### Request
Leave out the pictures and copy each record below exactly.

### Extracted material
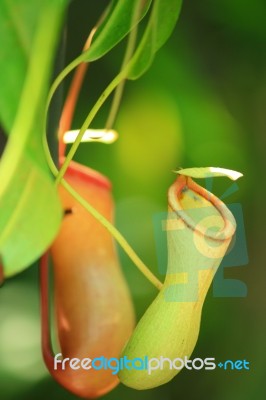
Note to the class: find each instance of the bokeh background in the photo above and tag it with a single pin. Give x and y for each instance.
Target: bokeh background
(202, 103)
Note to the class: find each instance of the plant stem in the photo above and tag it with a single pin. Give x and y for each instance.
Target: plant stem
(115, 82)
(120, 88)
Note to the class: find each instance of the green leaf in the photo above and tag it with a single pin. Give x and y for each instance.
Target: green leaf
(209, 172)
(30, 208)
(161, 24)
(116, 25)
(18, 20)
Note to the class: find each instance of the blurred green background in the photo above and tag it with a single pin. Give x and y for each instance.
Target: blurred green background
(202, 103)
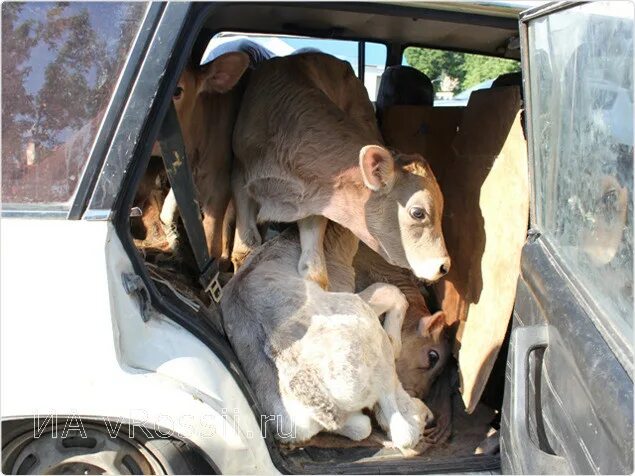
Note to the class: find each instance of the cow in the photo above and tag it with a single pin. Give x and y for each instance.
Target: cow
(316, 358)
(308, 149)
(206, 100)
(423, 348)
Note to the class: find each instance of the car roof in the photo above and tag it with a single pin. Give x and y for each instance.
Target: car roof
(489, 28)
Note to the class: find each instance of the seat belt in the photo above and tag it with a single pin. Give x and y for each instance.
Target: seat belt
(180, 177)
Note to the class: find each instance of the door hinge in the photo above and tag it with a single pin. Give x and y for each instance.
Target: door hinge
(532, 235)
(133, 284)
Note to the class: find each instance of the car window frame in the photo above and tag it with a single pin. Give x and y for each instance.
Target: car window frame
(620, 345)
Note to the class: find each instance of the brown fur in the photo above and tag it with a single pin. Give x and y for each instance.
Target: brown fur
(310, 147)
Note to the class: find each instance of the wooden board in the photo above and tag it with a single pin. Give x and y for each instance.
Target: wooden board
(484, 178)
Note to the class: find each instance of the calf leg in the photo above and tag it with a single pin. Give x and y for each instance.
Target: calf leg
(168, 217)
(312, 265)
(403, 433)
(247, 237)
(214, 209)
(229, 228)
(416, 414)
(386, 298)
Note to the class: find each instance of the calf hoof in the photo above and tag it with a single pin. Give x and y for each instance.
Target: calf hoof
(357, 427)
(314, 269)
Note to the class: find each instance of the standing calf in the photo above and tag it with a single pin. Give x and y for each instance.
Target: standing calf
(308, 148)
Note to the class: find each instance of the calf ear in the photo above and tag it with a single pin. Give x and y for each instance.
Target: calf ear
(431, 326)
(222, 74)
(378, 168)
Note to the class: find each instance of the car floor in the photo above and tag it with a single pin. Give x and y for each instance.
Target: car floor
(457, 437)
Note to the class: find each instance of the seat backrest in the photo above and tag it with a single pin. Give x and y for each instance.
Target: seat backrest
(403, 85)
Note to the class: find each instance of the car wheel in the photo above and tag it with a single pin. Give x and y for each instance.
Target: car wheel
(96, 452)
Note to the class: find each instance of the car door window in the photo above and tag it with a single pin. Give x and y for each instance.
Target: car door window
(60, 65)
(582, 128)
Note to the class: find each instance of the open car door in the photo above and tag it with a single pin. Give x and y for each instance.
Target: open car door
(569, 382)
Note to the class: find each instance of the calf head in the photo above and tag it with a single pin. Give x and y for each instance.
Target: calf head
(200, 98)
(425, 352)
(404, 211)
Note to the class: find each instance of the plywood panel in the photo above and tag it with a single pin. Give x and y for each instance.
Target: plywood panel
(484, 178)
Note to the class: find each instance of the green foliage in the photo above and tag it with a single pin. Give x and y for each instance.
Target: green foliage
(469, 69)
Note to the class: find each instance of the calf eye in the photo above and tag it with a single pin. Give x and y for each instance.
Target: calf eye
(417, 213)
(433, 358)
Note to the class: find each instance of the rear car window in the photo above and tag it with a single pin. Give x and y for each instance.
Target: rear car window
(582, 127)
(456, 75)
(60, 65)
(375, 54)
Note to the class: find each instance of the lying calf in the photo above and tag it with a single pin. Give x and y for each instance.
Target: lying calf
(422, 349)
(316, 359)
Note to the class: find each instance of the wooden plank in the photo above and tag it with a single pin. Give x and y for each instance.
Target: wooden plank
(483, 173)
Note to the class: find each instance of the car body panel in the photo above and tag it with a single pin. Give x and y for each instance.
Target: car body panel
(93, 354)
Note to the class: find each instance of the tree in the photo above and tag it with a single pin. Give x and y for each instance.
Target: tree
(469, 69)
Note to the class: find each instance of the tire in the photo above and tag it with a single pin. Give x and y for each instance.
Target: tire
(94, 452)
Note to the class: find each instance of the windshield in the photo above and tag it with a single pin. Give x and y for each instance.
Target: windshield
(60, 65)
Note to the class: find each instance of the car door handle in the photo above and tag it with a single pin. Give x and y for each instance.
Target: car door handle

### Complete answer
Note to the class: find each instance of the bokeh background in the photo above and tag it with a single pin. Give x and y for each instance.
Target: bokeh background
(202, 103)
Note to the class: find each instance of the plant stem in the photo above and tag it with a single pin. Give x and y for each instance.
Target: plant stem
(115, 82)
(120, 88)
Note to the class: find each instance of the green leaf in the photo above and tag it with a single pin. Give x and y for each instance.
Target: green leaf
(209, 172)
(30, 208)
(161, 24)
(116, 25)
(18, 20)
Note to the class: find each instance of the blurred green background in the photo above and tag it with a single pin. Give x and y for each instance.
Target: blurred green background
(202, 103)
Note to the class: find each instance of the cow in the photo above and tag it with a single pin. Give x and y for each instance.
Target: cow
(316, 358)
(308, 149)
(206, 100)
(423, 348)
Note to the class: find each instance of the car roof in the photo above and tag it with a single pin. Give x and y for each instance.
Target: car roof
(489, 28)
Note to the class: find each instance of the seat belt in the photo above and tag it with a single pin. Give x and y for each instance.
Target: seat belt
(180, 177)
Note to the class: find each instance of the door hinge in the photo above and tag it with a single pin. Give x and y for each instance.
Target: door hinge
(532, 235)
(133, 284)
Note to the class: find each instance of the car window frame in the photo above and tag it with a single pin. Give x and y for each instance.
Target: car window frame
(620, 345)
Note to the class: find each instance of the brown fur in the photo above and tag it with a single pin. Give x and y for each instance.
Target: brown fur
(310, 147)
Note to the class: find each instance of the wooden board in the photo above and tag it with a single pin. Give x and y for each instance.
Target: wooden board
(484, 178)
Note to the class: find each instance of the calf leg in the photo above and tag it with a single pin. Give x and y for each instance.
Target: calf leg
(168, 217)
(312, 265)
(403, 433)
(247, 237)
(214, 209)
(229, 228)
(416, 414)
(386, 298)
Note to the class: find each instance of the calf hoof in the photo above and tag it with a single pin. Give x and y for each instance.
Target: calf hoof
(357, 427)
(314, 269)
Note to the class: find each instance of the standing calf in the photo above and tag it with a single pin. Give x and y for each instance.
Target: standing calf
(308, 148)
Note to the class: find each instance of the calf ear in the photo above and tag it with a single pin. Give x and y for each instance.
Target: calf ear
(431, 326)
(222, 74)
(378, 168)
Note to the class: find each instance of the car floor in the photo above and tag it with a single pin. Give x and y for each instance.
Target: car floor
(457, 437)
Note to the class: find each instance of the seat backrest in the photo above and tag it with a single pin. Give x and y for each instance.
Target: seat backrest
(403, 85)
Note to the class: find each instance of the car wheel in the photo above and tag it with a single pin. Give x and y for each instance.
Target: car wheel
(96, 452)
Note to the class: find each instance of the car door window in the photo above and tag it with a single pin. Give x and y for each instance.
Target: car door window
(60, 65)
(582, 128)
Note to the class: find each instance of the open car door in the photo above and tag it with a single pin. Give x and y for each instance.
Target: open car door
(569, 382)
Note to the class: find each instance of the calf head in the photo above and tag it with a single pin. Give x and y for each instance.
Target: calf head
(200, 98)
(425, 352)
(404, 211)
Note to the class: find each instance of the plywood panel in the photo above and tag it with a single pin. Give x and y for each instance.
Target: plywood panel
(484, 178)
Note to the class: find each instance of the green foliage in the photo above and tag it with a single pin. Give x and y for each instance.
Target: green foliage
(469, 69)
Note to the class: find each instance of the calf eye in the photo above and tag it with a single pin. Give x and y for each instance.
Target: calf eye
(417, 213)
(433, 358)
Note to the class: find each instance of the rear car window in the photo above and tag it with a single pin. Give x and y for each instance.
Target: rear car window
(582, 127)
(456, 75)
(60, 65)
(375, 54)
Note to the class: find each instance of the lying calf in the photo above and tag it with a single pin. Give x and y for each instance.
Target: lying calf
(422, 349)
(316, 359)
Note to the class: find each instance of the wooden plank in the photo above and tag it with a single pin. Give x and y for each instance.
Target: wooden plank
(483, 173)
Note to the class: find each instance of the car body panel in the photo above and tag it with a single pin. Give x and y for each instance.
Target: car body panel
(93, 354)
Note to the class: find each instance of the tree in the photo above and tag it with a single pin. Give x and y for each instance.
Target: tree
(469, 69)
Note to the class: find each instance of the tire in the photo above and tag it with a single pin. Give x and y for each instance.
Target: tire
(94, 452)
Note to the class: find each instance of the windshield in the photo above and tag it with a single pin. Give x and y for each instance.
Target: windshield
(60, 65)
Note to the class: find each instance of the car door handle in the photo above and tag it with a single pin. Give x and y for each instance.
Target: car door handle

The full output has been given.